# Start of Raw data
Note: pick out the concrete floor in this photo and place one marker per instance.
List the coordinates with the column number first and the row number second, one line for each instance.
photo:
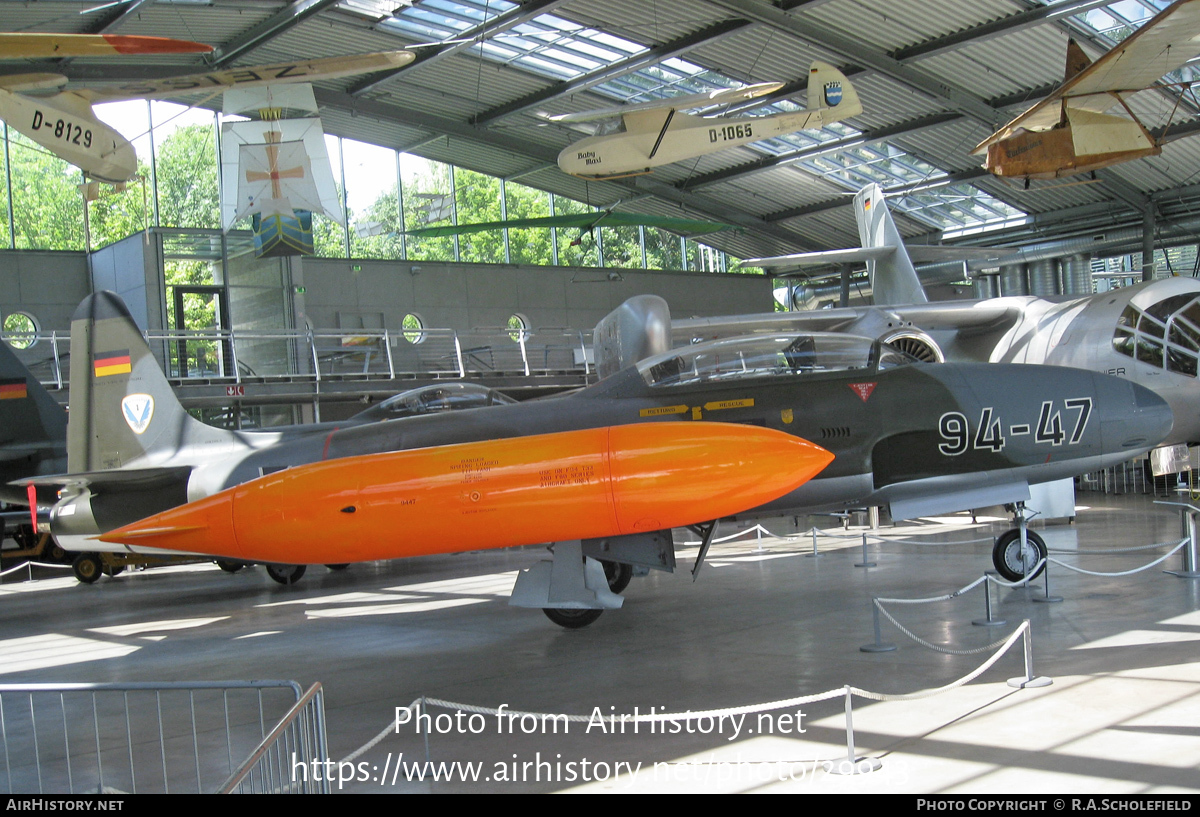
column 763, row 623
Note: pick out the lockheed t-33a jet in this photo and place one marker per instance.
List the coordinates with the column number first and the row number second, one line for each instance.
column 678, row 439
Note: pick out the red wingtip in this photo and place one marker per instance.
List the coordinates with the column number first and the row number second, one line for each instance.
column 139, row 44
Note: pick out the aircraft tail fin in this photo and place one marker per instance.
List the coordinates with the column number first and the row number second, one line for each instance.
column 635, row 330
column 893, row 276
column 123, row 409
column 1077, row 60
column 828, row 88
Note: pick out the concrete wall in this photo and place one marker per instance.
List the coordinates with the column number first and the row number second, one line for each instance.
column 130, row 268
column 465, row 296
column 46, row 284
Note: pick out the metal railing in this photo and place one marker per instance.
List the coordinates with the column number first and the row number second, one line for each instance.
column 139, row 737
column 235, row 356
column 293, row 758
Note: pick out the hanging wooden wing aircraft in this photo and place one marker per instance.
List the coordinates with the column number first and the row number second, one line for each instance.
column 1069, row 131
column 641, row 137
column 582, row 221
column 65, row 124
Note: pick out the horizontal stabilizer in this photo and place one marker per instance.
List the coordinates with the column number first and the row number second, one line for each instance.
column 823, row 258
column 955, row 500
column 132, row 478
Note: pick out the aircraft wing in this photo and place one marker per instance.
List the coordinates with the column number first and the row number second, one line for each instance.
column 921, row 253
column 139, row 478
column 1157, row 48
column 723, row 96
column 259, row 74
column 581, row 221
column 27, row 44
column 970, row 316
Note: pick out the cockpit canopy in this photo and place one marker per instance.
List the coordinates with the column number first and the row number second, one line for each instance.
column 1165, row 335
column 762, row 356
column 430, row 400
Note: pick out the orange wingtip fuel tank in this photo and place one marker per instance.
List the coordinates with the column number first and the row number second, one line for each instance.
column 495, row 493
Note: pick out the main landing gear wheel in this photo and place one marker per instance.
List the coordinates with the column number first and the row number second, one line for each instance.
column 618, row 574
column 1007, row 554
column 286, row 574
column 87, row 568
column 571, row 619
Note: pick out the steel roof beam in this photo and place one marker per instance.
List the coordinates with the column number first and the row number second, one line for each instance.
column 655, row 54
column 273, row 26
column 468, row 38
column 1009, row 24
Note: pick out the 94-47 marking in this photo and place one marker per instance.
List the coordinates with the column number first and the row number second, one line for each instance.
column 989, row 432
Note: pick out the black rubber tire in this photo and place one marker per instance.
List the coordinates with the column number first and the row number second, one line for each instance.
column 87, row 568
column 286, row 574
column 618, row 574
column 571, row 619
column 1007, row 554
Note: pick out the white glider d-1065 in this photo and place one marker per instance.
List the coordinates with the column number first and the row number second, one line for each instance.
column 65, row 124
column 1069, row 131
column 648, row 134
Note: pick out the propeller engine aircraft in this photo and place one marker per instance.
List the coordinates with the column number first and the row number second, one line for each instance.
column 1069, row 131
column 65, row 124
column 689, row 434
column 649, row 134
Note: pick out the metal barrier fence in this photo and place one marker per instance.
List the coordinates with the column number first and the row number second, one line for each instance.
column 293, row 758
column 317, row 354
column 143, row 737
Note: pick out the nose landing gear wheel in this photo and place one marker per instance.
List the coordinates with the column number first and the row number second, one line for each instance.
column 618, row 574
column 1007, row 554
column 286, row 574
column 571, row 619
column 87, row 568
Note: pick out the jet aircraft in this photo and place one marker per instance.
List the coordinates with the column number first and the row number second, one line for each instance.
column 1147, row 334
column 65, row 124
column 144, row 476
column 651, row 134
column 1069, row 132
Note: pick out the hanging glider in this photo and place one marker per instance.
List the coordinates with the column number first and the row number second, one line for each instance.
column 1071, row 131
column 25, row 46
column 65, row 124
column 646, row 136
column 583, row 221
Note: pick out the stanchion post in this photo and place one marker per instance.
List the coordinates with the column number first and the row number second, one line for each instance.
column 852, row 764
column 879, row 646
column 865, row 562
column 1029, row 680
column 1047, row 598
column 425, row 709
column 988, row 620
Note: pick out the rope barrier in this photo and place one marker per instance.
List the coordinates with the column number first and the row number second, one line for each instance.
column 414, row 708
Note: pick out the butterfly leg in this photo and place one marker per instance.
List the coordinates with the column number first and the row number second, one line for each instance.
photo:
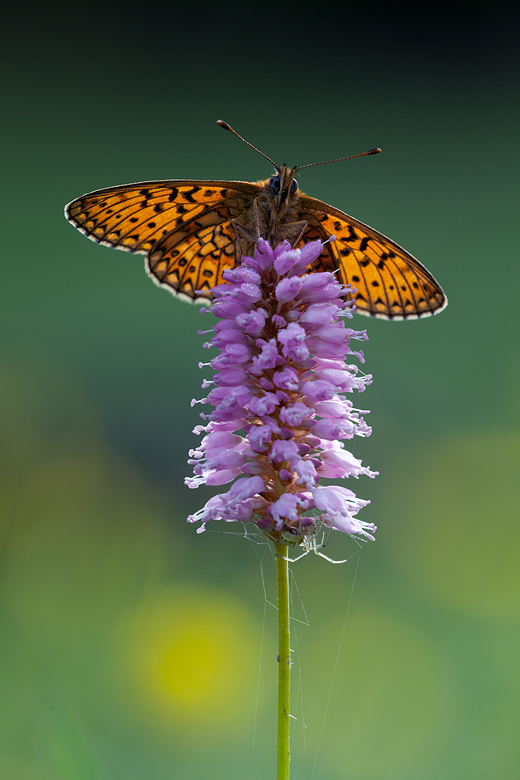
column 257, row 219
column 302, row 231
column 238, row 247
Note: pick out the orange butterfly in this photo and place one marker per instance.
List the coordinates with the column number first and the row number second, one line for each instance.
column 191, row 231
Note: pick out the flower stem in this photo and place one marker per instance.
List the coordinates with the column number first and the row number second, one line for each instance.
column 282, row 571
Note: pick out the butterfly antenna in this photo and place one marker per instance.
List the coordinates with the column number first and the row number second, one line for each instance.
column 340, row 159
column 228, row 127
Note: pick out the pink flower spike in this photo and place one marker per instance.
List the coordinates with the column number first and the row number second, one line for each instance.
column 278, row 396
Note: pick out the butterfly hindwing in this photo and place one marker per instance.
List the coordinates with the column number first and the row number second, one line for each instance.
column 390, row 283
column 191, row 259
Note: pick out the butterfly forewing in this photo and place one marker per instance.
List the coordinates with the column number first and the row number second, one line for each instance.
column 135, row 216
column 185, row 227
column 389, row 282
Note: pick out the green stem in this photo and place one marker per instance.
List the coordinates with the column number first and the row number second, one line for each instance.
column 282, row 571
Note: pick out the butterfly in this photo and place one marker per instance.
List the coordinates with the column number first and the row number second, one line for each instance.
column 192, row 231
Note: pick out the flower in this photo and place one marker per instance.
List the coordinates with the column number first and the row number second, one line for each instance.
column 279, row 392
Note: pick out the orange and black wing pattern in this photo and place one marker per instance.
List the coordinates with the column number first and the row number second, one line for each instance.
column 184, row 227
column 390, row 283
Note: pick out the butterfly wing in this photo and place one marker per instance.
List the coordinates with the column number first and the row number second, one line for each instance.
column 185, row 227
column 390, row 283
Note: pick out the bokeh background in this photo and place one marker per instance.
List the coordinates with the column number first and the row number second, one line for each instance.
column 134, row 648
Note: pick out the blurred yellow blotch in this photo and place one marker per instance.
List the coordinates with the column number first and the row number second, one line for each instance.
column 192, row 656
column 459, row 533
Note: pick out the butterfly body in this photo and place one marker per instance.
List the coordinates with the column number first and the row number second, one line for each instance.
column 192, row 231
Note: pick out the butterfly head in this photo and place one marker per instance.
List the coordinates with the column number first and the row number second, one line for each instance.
column 283, row 184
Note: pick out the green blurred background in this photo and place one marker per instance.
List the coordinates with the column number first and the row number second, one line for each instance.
column 132, row 646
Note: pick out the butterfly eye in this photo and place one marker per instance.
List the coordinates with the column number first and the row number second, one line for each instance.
column 274, row 184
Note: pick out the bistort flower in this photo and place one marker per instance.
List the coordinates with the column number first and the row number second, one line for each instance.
column 279, row 392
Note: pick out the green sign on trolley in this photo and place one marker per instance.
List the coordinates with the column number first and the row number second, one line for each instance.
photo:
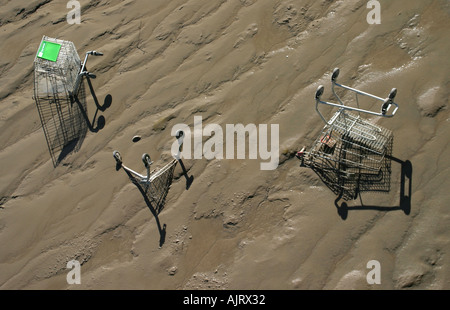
column 49, row 50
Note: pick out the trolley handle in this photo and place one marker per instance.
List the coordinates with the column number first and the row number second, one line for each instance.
column 388, row 103
column 95, row 53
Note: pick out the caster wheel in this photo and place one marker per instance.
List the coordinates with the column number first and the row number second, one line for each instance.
column 117, row 157
column 146, row 160
column 319, row 91
column 335, row 74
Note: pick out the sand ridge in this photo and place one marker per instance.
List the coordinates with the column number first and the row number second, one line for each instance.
column 236, row 227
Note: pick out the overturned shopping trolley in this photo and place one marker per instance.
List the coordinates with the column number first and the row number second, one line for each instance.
column 155, row 185
column 60, row 95
column 352, row 154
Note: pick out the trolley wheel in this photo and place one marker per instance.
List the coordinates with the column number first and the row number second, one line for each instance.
column 179, row 134
column 393, row 93
column 319, row 91
column 117, row 157
column 335, row 74
column 385, row 106
column 146, row 160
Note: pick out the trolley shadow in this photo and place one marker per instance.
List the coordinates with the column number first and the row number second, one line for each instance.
column 155, row 210
column 404, row 196
column 101, row 119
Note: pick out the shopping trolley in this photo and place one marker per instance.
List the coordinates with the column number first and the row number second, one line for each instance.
column 352, row 154
column 155, row 184
column 59, row 93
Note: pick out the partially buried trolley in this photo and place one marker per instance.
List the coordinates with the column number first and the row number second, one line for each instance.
column 155, row 185
column 59, row 93
column 352, row 154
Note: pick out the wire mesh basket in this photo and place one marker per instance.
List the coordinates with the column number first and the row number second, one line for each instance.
column 352, row 154
column 58, row 81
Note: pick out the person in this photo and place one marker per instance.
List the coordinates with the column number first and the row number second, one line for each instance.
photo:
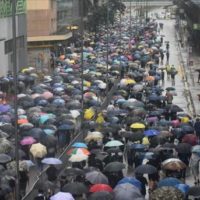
column 194, row 166
column 168, row 69
column 51, row 173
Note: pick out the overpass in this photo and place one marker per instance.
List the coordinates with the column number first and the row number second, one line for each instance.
column 156, row 3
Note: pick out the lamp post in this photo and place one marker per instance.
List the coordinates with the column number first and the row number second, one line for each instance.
column 15, row 76
column 73, row 28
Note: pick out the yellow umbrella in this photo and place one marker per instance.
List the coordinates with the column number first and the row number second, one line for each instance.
column 38, row 150
column 185, row 120
column 137, row 125
column 87, row 83
column 100, row 119
column 145, row 141
column 89, row 113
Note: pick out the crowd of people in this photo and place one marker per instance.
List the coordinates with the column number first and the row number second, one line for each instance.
column 139, row 146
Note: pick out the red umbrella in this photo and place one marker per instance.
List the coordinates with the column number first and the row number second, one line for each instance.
# End of Raw data
Exercise details —
Copy the material word for word, from the line containing "Note: pick out the butterfly leg" through the line containing "column 302, row 231", including both of those lines. Leave the pictures out of your answer.

Finished answer —
Note: pick out the butterfly leg in this photo and place one marker per instance.
List the coordinates with the column number first and the row number second, one line for each instance.
photo:
column 257, row 219
column 302, row 231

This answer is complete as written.